• **Written exercise**: Starting with the line that contains "Practice step: locate the black", return every line through the end of the listing below exactly as written. Omit the pictures.

BEGIN

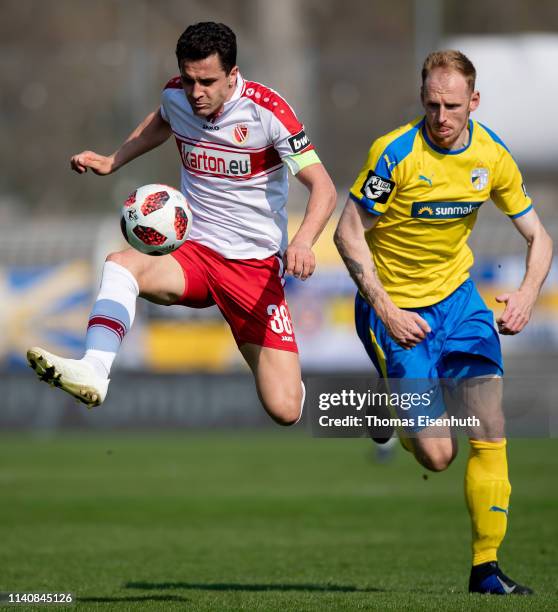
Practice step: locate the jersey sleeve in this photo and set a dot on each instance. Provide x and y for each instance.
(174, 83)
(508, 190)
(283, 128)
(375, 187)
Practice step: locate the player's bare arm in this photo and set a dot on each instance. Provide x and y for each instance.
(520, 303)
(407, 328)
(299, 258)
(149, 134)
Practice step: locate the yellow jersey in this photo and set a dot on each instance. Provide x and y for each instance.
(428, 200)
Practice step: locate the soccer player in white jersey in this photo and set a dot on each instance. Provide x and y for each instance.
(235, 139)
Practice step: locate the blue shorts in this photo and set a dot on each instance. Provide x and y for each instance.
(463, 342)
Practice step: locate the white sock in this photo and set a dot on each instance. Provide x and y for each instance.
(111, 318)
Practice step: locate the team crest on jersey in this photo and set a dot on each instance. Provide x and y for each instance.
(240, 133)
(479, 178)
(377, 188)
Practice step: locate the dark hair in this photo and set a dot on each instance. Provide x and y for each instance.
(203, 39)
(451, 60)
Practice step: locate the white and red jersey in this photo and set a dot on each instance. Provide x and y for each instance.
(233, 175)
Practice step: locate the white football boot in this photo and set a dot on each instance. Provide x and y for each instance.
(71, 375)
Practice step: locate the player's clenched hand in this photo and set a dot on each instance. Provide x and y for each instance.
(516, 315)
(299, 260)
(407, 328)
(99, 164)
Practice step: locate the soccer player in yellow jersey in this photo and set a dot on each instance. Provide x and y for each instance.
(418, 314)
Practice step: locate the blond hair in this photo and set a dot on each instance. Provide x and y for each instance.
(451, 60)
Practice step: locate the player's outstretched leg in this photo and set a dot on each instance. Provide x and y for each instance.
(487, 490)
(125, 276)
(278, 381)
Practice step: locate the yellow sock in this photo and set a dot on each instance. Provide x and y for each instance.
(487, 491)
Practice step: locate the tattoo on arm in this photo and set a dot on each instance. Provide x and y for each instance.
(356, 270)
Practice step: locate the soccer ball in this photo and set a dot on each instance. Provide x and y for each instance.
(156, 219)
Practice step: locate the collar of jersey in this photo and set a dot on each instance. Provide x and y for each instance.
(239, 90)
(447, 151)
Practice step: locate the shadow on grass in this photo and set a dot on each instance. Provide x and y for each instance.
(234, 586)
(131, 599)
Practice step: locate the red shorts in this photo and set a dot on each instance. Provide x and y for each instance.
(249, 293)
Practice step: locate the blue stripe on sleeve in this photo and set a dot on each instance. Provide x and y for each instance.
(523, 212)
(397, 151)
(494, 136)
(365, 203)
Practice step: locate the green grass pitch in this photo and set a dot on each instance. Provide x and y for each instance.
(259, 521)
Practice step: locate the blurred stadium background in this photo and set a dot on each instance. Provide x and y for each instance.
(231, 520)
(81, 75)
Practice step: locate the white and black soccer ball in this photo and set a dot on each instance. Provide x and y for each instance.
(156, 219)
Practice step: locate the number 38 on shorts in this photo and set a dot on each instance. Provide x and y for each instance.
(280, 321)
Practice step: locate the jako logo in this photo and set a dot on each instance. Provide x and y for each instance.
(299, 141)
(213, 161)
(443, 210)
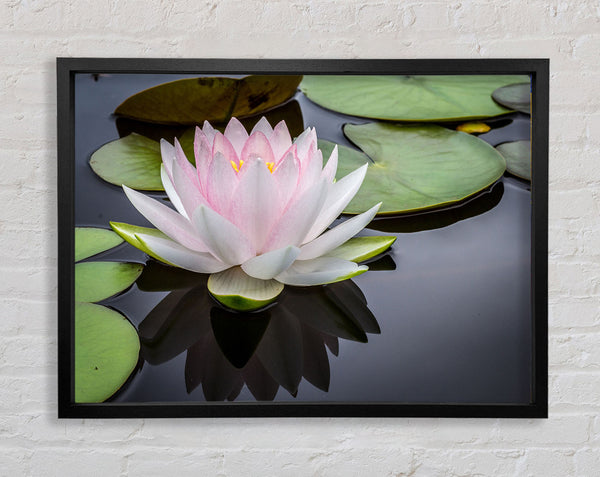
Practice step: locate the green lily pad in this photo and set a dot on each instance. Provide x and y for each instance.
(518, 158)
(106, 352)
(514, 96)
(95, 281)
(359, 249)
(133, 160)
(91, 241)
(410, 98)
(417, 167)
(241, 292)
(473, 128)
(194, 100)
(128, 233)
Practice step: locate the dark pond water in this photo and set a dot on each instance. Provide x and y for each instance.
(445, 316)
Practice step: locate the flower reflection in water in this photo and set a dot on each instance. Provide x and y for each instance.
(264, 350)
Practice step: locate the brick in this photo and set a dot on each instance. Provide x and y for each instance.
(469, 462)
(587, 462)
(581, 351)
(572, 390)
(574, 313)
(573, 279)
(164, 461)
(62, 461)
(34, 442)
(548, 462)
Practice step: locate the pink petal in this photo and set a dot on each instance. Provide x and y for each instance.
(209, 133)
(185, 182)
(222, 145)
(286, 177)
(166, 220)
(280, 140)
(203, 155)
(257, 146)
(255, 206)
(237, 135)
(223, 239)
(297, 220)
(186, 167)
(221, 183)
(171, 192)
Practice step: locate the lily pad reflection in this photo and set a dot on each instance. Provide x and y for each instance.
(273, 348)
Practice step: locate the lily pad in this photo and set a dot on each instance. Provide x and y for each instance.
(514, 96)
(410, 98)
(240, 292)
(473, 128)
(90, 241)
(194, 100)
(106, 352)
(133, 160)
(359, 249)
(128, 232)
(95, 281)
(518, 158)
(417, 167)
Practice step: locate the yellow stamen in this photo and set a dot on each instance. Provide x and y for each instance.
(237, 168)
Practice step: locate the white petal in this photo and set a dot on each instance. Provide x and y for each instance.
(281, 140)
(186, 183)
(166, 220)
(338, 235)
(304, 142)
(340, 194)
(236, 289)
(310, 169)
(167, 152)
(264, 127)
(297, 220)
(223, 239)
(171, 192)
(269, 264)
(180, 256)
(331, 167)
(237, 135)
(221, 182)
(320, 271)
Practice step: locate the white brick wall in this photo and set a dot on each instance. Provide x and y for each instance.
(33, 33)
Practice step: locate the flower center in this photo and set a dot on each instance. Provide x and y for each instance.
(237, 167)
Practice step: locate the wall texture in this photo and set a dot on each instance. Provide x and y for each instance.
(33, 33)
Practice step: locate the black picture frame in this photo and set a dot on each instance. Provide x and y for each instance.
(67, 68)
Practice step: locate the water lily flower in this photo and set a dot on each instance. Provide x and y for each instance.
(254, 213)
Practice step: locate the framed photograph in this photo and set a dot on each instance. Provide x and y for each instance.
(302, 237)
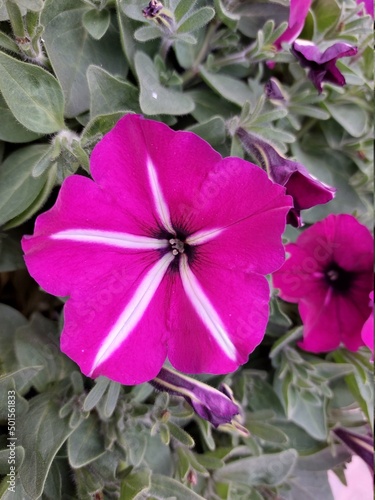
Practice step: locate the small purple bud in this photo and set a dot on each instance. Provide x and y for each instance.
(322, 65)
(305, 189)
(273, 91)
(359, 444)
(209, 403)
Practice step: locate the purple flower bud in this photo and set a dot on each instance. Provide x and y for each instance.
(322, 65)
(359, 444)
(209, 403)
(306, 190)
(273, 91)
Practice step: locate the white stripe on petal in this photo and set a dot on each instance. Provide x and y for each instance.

END

• **The solution**:
Practice step: locate the black picture frame in this photo and set a dot on each instance. Provide x and y for each instance.
(67, 68)
Practice step: locate the water lily flower in this photo and set a dot on each instance. Provide x and y for each instance.
(254, 213)
Practice step: locate the framed photograph in this photo and set a dot on each instance. Provide x and y for each instance.
(302, 237)
Practice step: locate the small purple bud in this photo and set a dot on each instance. Provide x and y for each instance.
(322, 65)
(305, 189)
(273, 91)
(359, 444)
(209, 403)
Practice step: locate the purple flower bud in this photo and set a dot on each instance. Provide x and y for each instance.
(322, 65)
(359, 444)
(209, 403)
(306, 190)
(273, 91)
Practice step: locate the white stripe on petal in this photo and set a dot on each instance. Provide x and y for each instance.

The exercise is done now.